[Excerpts from point annotation data]
◆ ◆ ◆ ◆ ◆ ◆ ◆

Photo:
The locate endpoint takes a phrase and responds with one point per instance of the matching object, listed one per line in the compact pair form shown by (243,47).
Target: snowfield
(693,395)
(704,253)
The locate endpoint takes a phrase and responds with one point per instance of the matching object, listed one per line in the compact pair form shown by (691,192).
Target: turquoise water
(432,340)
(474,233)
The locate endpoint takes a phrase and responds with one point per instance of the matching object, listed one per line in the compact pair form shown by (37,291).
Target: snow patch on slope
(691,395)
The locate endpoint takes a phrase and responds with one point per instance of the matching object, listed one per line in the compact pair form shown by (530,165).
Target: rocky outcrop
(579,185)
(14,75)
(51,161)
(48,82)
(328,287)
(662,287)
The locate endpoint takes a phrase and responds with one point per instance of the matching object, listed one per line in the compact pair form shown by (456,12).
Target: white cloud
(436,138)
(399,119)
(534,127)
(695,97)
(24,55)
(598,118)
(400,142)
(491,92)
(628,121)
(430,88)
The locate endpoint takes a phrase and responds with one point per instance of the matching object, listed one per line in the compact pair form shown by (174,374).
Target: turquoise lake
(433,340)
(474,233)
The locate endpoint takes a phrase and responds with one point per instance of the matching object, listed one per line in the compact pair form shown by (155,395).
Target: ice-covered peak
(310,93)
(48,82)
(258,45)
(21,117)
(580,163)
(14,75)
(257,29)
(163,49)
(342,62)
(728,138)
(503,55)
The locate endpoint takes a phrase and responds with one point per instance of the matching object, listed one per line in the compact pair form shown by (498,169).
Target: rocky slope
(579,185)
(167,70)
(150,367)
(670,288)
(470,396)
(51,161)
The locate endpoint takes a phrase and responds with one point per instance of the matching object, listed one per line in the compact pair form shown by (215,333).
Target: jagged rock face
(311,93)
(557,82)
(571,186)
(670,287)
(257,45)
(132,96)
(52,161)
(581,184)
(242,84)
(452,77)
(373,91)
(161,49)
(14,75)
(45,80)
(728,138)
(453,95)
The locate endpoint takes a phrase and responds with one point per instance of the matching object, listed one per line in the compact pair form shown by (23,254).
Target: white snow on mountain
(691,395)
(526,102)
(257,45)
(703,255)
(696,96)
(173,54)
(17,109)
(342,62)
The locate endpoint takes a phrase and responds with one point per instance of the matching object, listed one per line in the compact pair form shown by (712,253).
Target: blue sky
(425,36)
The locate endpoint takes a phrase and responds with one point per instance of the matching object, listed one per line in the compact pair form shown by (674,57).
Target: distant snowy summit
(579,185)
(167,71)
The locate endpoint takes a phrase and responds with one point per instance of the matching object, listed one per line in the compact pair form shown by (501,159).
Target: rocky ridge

◆ ◆ ◆ ◆ ◆ ◆ ◆

WHAT IS REQUIRED:
Format all of the lines above as a Markdown table with the columns n and Line, numbering each row and omitting blank lines.

THE RESULT:
| n | Line |
|---|---|
| 1 | Photo: |
| 2 | The locate endpoint takes a phrase and responds with one point per instance of the matching object, listed one per line in the compact pair form shown by (243,47). |
| 3 | Target: snowfield |
| 4 | (693,395) |
| 5 | (704,253) |
| 6 | The locate endpoint takes a phrase and responds with one point per instance of the matching object, listed one per line in the compact pair form shown by (691,192). |
| 7 | Target: turquoise water |
| 8 | (432,340) |
| 9 | (474,233) |
| 10 | The locate endpoint takes a phrase and responds with one point per instance of the matching object, listed one per line in the compact pair form shown by (37,291). |
| 11 | Target: snow patch on slope |
| 12 | (691,395) |
| 13 | The locate endpoint takes a phrase and responds with one point per instance of the matching object, listed one per line in the compact pair form shown by (530,165). |
| 14 | Target: rocky outcrop |
| 15 | (579,185) |
| 16 | (14,75) |
| 17 | (51,161) |
| 18 | (48,82) |
| 19 | (328,287) |
| 20 | (662,287) |
| 21 | The locate endpoint takes a phrase and responds with one point per instance of the matching object, listed one per line in the compact pair form shown by (456,12). |
| 22 | Target: white cloud |
| 23 | (436,138) |
| 24 | (399,119) |
| 25 | (534,127) |
| 26 | (695,97) |
| 27 | (24,55) |
| 28 | (598,118) |
| 29 | (400,142) |
| 30 | (491,92) |
| 31 | (628,121) |
| 32 | (430,88) |
| 33 | The locate endpoint takes a phrase and responds with one point per instance of the matching object, listed one per line in the compact pair form shown by (174,374). |
| 34 | Target: turquoise lake |
| 35 | (433,340) |
| 36 | (474,233) |
| 37 | The locate endpoint takes a phrase and responds with one point per instance of the matching object, listed one per line in the compact pair form shown by (155,395). |
| 38 | Target: ice-covered peak |
| 39 | (310,93) |
| 40 | (48,82) |
| 41 | (258,45) |
| 42 | (21,117) |
| 43 | (580,163) |
| 44 | (14,75) |
| 45 | (257,29) |
| 46 | (163,49) |
| 47 | (342,62) |
| 48 | (728,138) |
| 49 | (503,55) |
| 50 | The locate endpoint takes a phrase and responds with one point per instance of the matching object, listed one per line in the compact pair form shown by (498,169). |
| 51 | Target: rocky slope |
| 52 | (579,185) |
| 53 | (167,70) |
| 54 | (150,367) |
| 55 | (670,288) |
| 56 | (470,396) |
| 57 | (51,161) |
| 58 | The locate endpoint takes a phrase and responds with one point per instance of the matching object, listed one per line in the compact pair form shown by (215,333). |
| 59 | Target: jagged rock face |
| 60 | (311,93) |
| 61 | (557,82) |
| 62 | (571,186) |
| 63 | (670,287) |
| 64 | (257,45) |
| 65 | (132,96) |
| 66 | (52,161) |
| 67 | (581,184) |
| 68 | (242,84) |
| 69 | (452,77) |
| 70 | (373,91) |
| 71 | (161,49) |
| 72 | (14,75) |
| 73 | (45,80) |
| 74 | (728,138) |
| 75 | (453,95) |
| 76 | The locate endpoint takes a phrase and responds with one point per instance of the matching object, listed one per line in the compact pair form shown by (23,254). |
| 77 | Target: white snow on mountain |
| 78 | (691,395) |
| 79 | (526,102) |
| 80 | (257,45) |
| 81 | (703,255) |
| 82 | (696,96) |
| 83 | (173,54) |
| 84 | (17,109) |
| 85 | (342,62) |
| 86 | The locate endpoint takes a phrase and responds with one point per instance of the matching object, listed one per line in the compact pair form shown by (712,253). |
| 87 | Target: blue sky |
| 88 | (425,36) |
| 89 | The locate endpoint takes a phrase and responds with one point per instance of the matching object, listed one per line in the compact pair form shown by (674,57). |
| 90 | Target: distant snowy summit |
| 91 | (579,185) |
| 92 | (167,71) |
| 93 | The locate endpoint takes a phrase and responds with one point per instance of the matching object, listed one per line in the compact pair form shown by (501,159). |
| 94 | Target: rocky ridge |